**EXERCISE GOAL:** Find each line in the listing below that contains the string "vegetation" and copy it out. Case counts.

**RECORDS SHOWN:**
------------------------

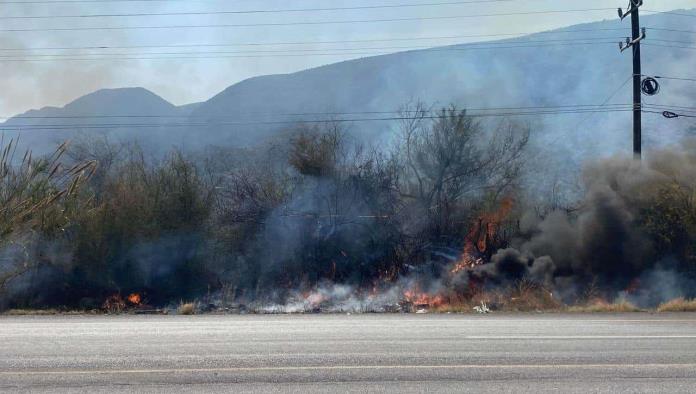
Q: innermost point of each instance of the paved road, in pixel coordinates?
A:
(358, 353)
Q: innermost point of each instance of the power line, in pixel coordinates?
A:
(243, 12)
(328, 42)
(301, 23)
(282, 122)
(283, 51)
(672, 78)
(221, 55)
(676, 115)
(672, 30)
(672, 13)
(669, 46)
(519, 108)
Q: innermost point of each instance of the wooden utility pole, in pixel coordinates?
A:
(637, 35)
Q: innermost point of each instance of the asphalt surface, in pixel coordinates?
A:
(342, 353)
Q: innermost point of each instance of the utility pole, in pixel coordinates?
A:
(637, 35)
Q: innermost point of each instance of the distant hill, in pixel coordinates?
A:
(465, 75)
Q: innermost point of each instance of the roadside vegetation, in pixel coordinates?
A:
(99, 220)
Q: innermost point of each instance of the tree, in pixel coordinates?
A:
(449, 156)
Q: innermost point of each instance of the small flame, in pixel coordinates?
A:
(416, 297)
(135, 299)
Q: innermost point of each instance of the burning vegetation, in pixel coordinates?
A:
(318, 223)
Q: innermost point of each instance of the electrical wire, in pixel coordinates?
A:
(230, 55)
(317, 42)
(522, 108)
(299, 23)
(91, 126)
(246, 12)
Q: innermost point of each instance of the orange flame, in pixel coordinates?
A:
(417, 297)
(135, 299)
(480, 236)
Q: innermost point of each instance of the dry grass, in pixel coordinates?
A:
(601, 306)
(46, 312)
(523, 297)
(678, 305)
(188, 308)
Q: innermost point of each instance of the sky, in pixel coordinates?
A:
(286, 41)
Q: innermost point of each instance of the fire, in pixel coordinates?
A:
(315, 298)
(480, 236)
(135, 299)
(418, 298)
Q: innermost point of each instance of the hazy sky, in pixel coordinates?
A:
(26, 85)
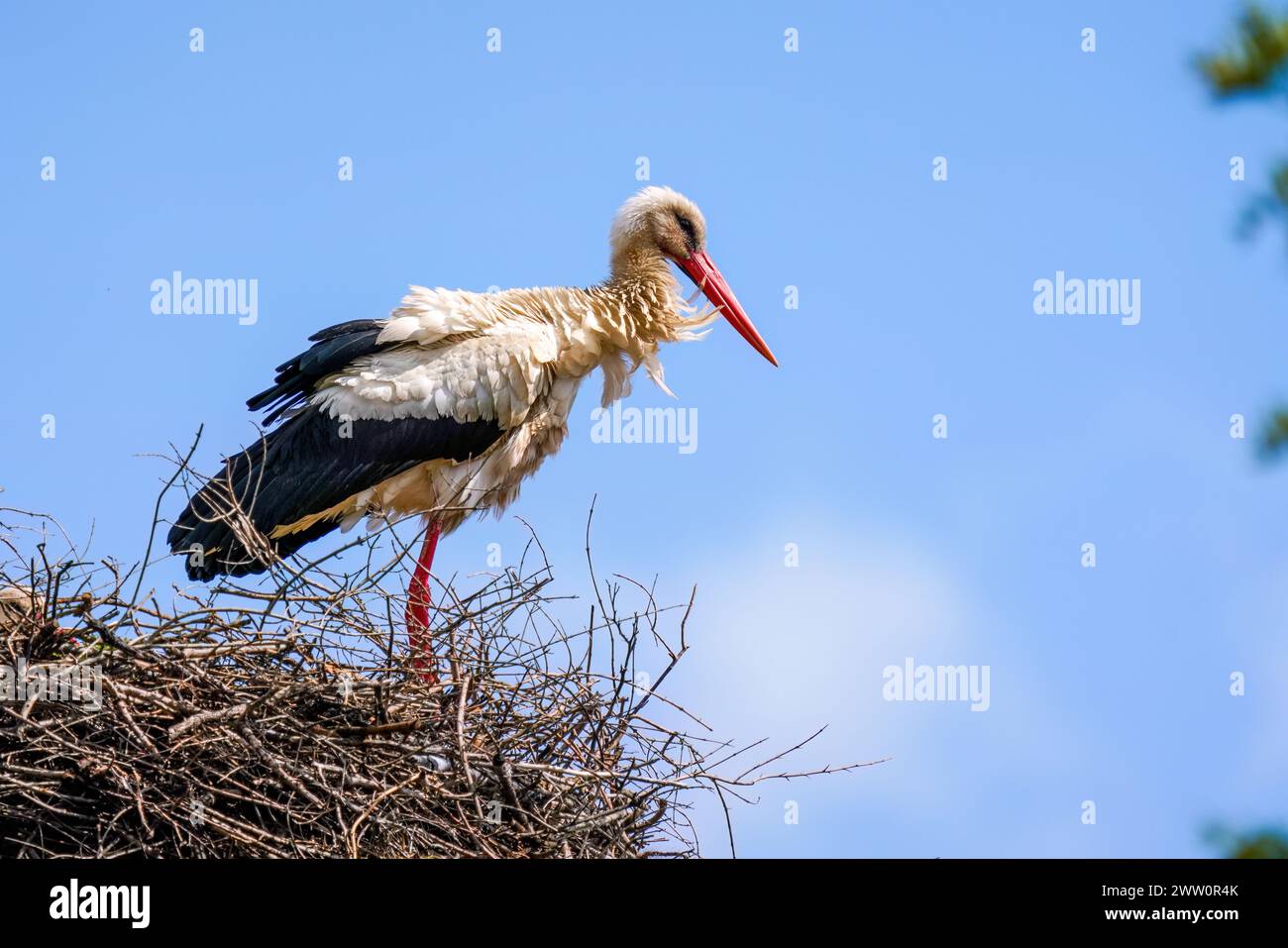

------------------------

**WRITTEN RESPONSE:**
Q: innermost point of each instance of the roadside vegetation, in pixel coordinates?
Q: innermost point of each instance of the burning vegetation, in pixel coordinates?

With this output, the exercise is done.